Write the next part of the account of the 2009 Korba chimney collapse, continuing on from its last sentence.

**DOCUMENT SEGMENT**
[Start of Attachment]
= 2009 Korba chimney collapse =

Disaster at a power plant in India

The chimney collapse occurred in the Indian state of Chhattisgarh

The 2009 Korba chimney collapse occurred in the town of Korba in the Indian state of Chhattisgarh on 23 September 2009. The chimney was under construction under contract for the Bharat Aluminium Co Ltd (Balco). Construction had reached 240 m when the chimney collapsed on top of more than 100 workers who had been taking shelter from a thunderstorm. At least 45 deaths were recorded.

== Incident and rescue ==
Plans specify a 275 m chimney for the construction of a thermal power plant by Balco, which is owned by Vedanta Resources. The incident happened during extreme weather conditions involving lightning and torrential rainfall. Workers sought shelter from the rain in a nearby store room, and a lightning strike at approximately 16:00 brought the chimney down on top of them.
[End of Attachment]
**PROVIDED MATERIAL**
[Start of Attachment]
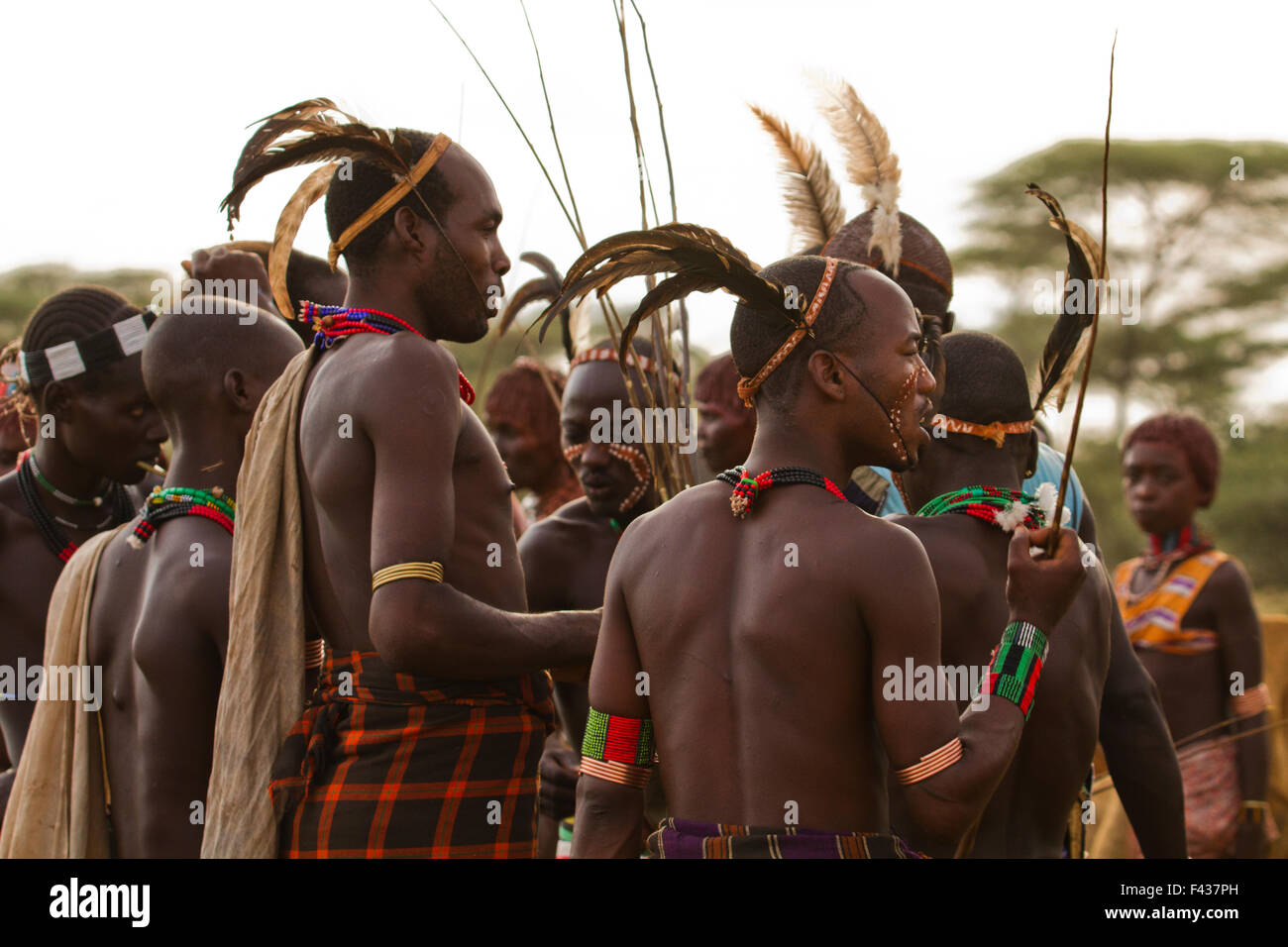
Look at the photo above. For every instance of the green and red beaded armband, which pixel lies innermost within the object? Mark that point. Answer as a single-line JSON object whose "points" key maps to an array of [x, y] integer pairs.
{"points": [[1017, 665], [617, 749]]}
[End of Attachment]
**ANSWER SPACE**
A rescue attempt was initiated following the collapse. Ongoing rain obstructed efforts to retrieve the trapped workers. At least seven of the wounded were hospitalised. A Gannon Dunkerley & Co Ltd employee was allegedly lynched by angry workers; his corpse was located near the scene. It was originally thought he had fallen from the chimney, but wounds indicate he was attacked.

== Reaction ==
An investigation is ongoing to determine the cause of the collapse. Balco initially did not discuss the incident at length, stating only that "[t]here is an accident and some people are injured"; claiming to be too busy with the rescue effort to make a longer statement. The state government believes that Balco had been "overlooking security aspects". District superintendent of police, Ratanlal Dangi, described it as "a massive accident". The state announced Rs.100,000 (US$2084) compensation for the family of each of the dead.

In November 2009, the project manager from GDCL was arrested, as well as three officials from Vedanta Resources which manages Balco. Later the National Institute of Technology (NIT) Raipur observed that the materials were of substandard quality and technically faulty in design. NIT also concluded that there was improper water curing and that soil at the site was not up to code. Additionally, supervision and monitoring was found to be negligent. On 11 January 2010, as a result of these findings, three senior officials of Sepco, the Chinese company contracted to build the chimney, were arrested and are being held without bail.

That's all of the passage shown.